Désarmé par la nouvelle culture de masse marchandisée

Car le PCI se montre peu préparé aux deux grands
changements qui touchent le Parti dans l’Italie
d’après-guerre. Le premier est l’arrivée
d’une culture de masse complètement commercialisée,
encore inimaginable dans le monde de Togliatti, sans parler de celui de
Gramsci. Même à son apogée, des limites objectives
à l’influence du PCI sur le plan culturel, et plus
généralement à celle de la gauche italienne,
existaient, compte tenu de l’espace occupé par
l’Eglise dans les croyances et l’imaginaire populaires.
Au-delà des universités, des éditeurs, des studios
ou des quotidiens dans lesquels la mouvance du Parti était si
étendue, une foison de magazines conformistes ou de shows
conçus en fonction des goûts de
l’électeur·trice moyen de la DC avaient toujours
fleuris à côté des bastions de la presse bourgeoise
libérale. Partant de son avantage dans la culture de
l’élite, le PCI envisageait cet univers avec une
condescendance tolérante, soulignant qu’il était
l’expression de l’héritage d’un passé
clérical dont l’importance avait toujours
été mise en exergue par Gramsci. Mais il n’en
était guère effrayé.
    L’irruption d’une culture de masse
complètement sécularisée et
américanisée était une autre affaire. Pris au
dépourvu, l’appareil du Parti et l’intelligentsia
formée autour de lui ont été mis KO, ne
réussissant pas à s’inscrire dans ce courant de
nouveauté. Et ce, malgré le fait qu’au sein de la
culture, certains critiques – dont Umberto Eco a sans doute
été l’un des pionniers –
s’étaient engagés dans la mêlée.
[…] Le cinéma, art dans lequel l’Italie a
excellé après la guerre, en constitue un cas
emblématique. La génération des grands
réalisateurs qui avaient fait leur début dans les
années 40 ou au tout début des années 50
– Rossellini, Visconti, Antonioni – n’a pas
connu de succession. Il manquait en outre un véritable
combustible capable d’alimenter l’avant-garde avec une
forme artistique populaire, comparable à Godard en France ou
à Fassbinder en Allemagne ; bien plus tard, il n’y aura
que la faible écume d’un Nanni Moretti. Les
sensibilités des couches instruites et celles des couches
populaires se sont trouvées tant et si bien
séparées que le pays a été laissé
plus ou moins sans défense face à la
contre-révolution culturelle de l’empire médiatique
de Berlusconi, saturant l’imaginaire populaire d’une
marée d’idioties et de fantaisies. Incapable de se
confronter à ce changement, le PCI cherchait à lui
résister. Le dernier vrai grand leader du parti, Enrico
Berlinguer, a personnifié le mépris austère du PCI
face à la complaisance et à l’infantilisme du
nouvel univers de la consommation culturelle et matérielle.

__Données enregistrées__.
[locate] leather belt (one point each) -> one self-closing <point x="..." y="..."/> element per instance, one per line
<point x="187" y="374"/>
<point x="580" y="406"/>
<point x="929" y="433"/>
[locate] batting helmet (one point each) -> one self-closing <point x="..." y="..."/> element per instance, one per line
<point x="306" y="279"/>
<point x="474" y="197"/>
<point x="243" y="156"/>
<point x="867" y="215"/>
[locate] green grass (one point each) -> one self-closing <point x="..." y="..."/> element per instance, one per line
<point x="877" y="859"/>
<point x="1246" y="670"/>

* * *

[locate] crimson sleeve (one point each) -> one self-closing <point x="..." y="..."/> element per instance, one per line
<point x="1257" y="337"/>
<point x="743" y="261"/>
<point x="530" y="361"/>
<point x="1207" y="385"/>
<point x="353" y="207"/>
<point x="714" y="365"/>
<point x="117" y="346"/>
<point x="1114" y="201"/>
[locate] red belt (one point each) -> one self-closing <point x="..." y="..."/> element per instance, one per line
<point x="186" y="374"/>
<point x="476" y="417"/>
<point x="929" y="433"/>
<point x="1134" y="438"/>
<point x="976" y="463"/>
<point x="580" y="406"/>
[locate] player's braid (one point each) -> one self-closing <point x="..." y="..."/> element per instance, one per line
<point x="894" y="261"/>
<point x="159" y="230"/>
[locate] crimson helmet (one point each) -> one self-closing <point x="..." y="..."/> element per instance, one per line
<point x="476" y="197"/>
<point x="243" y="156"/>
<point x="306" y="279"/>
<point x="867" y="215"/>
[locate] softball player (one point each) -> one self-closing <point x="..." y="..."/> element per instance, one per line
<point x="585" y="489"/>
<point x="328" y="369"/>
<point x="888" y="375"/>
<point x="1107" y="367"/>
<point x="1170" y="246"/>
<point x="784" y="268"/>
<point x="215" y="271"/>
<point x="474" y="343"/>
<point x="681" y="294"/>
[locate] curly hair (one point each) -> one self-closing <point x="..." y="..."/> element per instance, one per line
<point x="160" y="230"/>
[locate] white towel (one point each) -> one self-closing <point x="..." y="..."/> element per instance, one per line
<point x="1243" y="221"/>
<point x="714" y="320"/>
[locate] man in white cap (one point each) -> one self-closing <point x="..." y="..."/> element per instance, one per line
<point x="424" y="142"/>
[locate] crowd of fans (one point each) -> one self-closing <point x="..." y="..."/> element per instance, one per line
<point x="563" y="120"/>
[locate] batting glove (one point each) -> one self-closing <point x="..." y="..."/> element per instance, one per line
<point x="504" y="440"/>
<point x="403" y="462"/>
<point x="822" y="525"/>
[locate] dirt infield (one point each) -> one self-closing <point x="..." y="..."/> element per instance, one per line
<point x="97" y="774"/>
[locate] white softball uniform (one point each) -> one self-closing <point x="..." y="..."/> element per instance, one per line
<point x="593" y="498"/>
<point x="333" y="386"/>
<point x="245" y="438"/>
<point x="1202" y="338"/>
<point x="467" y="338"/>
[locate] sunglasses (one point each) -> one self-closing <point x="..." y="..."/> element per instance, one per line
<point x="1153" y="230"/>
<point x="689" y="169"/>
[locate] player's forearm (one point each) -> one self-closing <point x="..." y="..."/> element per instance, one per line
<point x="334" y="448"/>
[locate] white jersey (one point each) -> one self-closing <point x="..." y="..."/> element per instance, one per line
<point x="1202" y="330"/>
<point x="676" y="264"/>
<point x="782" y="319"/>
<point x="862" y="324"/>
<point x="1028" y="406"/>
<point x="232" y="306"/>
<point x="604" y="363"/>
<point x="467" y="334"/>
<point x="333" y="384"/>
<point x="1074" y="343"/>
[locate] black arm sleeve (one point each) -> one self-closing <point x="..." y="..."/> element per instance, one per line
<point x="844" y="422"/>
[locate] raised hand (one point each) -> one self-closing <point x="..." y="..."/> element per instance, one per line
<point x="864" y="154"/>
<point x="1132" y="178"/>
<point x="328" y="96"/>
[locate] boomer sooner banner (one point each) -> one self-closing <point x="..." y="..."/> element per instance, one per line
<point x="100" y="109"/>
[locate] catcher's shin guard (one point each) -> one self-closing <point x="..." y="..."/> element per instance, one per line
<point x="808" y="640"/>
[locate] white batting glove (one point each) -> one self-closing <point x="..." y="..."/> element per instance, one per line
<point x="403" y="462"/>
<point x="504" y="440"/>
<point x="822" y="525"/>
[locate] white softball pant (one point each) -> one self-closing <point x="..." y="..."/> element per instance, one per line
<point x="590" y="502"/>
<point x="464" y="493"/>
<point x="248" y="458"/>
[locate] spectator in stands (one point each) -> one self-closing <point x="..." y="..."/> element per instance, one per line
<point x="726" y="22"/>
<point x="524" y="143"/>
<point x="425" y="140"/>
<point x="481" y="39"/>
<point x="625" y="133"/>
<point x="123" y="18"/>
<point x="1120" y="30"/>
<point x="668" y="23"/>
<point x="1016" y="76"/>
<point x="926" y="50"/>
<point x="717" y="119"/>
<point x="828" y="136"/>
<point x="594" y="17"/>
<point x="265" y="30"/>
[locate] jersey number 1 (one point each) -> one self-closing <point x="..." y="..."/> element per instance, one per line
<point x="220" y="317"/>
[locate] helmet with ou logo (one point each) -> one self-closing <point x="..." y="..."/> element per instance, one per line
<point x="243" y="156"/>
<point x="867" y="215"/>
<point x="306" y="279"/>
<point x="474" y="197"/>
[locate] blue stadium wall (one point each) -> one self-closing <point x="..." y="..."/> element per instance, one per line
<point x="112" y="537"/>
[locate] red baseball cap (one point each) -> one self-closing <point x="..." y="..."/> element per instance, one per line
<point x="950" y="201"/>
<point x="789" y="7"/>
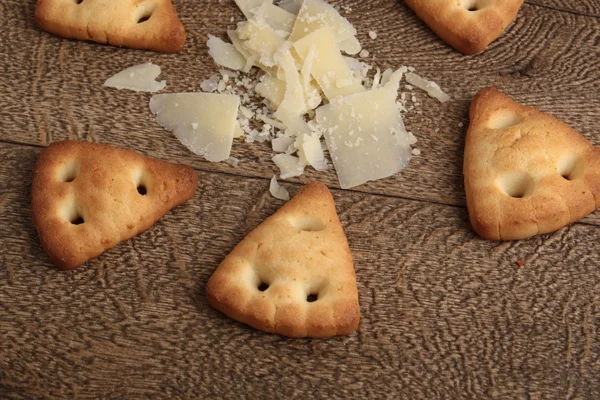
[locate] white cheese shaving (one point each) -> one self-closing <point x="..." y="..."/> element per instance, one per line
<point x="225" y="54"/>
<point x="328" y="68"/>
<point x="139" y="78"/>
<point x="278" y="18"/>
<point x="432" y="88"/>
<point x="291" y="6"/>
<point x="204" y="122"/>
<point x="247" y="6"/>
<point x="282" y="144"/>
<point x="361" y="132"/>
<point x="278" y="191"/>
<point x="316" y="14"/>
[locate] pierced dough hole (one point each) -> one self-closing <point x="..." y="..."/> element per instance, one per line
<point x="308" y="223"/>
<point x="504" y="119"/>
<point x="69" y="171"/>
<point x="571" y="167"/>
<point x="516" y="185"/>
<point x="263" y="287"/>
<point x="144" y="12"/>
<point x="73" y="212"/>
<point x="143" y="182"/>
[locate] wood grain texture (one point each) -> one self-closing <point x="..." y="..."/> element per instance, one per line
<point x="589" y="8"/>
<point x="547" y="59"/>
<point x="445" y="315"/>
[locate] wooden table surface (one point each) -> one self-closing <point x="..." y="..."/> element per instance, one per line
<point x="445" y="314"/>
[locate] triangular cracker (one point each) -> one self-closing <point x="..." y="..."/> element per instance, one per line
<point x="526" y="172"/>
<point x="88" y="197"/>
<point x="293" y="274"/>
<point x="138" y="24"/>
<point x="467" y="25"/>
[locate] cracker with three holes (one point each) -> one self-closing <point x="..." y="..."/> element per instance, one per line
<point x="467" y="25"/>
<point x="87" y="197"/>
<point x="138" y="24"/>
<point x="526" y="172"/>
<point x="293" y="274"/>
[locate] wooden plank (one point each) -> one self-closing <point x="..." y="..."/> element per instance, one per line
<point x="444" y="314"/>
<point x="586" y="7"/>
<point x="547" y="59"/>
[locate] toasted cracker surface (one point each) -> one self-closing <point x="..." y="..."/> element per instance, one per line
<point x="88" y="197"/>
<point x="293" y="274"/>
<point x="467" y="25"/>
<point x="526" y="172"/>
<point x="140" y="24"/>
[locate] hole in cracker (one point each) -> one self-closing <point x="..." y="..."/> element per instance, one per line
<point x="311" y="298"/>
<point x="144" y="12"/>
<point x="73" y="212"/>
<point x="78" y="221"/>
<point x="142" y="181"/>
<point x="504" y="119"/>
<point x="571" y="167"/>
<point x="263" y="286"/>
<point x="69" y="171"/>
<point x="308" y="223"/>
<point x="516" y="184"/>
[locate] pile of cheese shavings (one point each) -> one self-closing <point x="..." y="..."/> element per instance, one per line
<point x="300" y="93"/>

__Liste des tâches__.
**A.** Recopiez l'extrait sur le PCI entre « Désarmé par la » et « et l’imaginaire populaires. », bornes incluses.
**B.** Dans l'extrait sur le PCI, quels réalisateurs sont cités comme ayant fait leurs débuts dans les années 40 ou au tout début des années 50 ?

__Résultats attendus__.
**A.**
Désarmé par la nouvelle culture de masse marchandisée

Car le PCI se montre peu préparé aux deux grands
changements qui touchent le Parti dans l’Italie
d’après-guerre. Le premier est l’arrivée
d’une culture de masse complètement commercialisée,
encore inimaginable dans le monde de Togliatti, sans parler de celui de
Gramsci. Même à son apogée, des limites objectives
à l’influence du PCI sur le plan culturel, et plus
généralement à celle de la gauche italienne,
existaient, compte tenu de l’espace occupé par
l’Eglise dans les croyances et l’imaginaire populaires.

**B.** Rossellini, Visconti et Antonioni.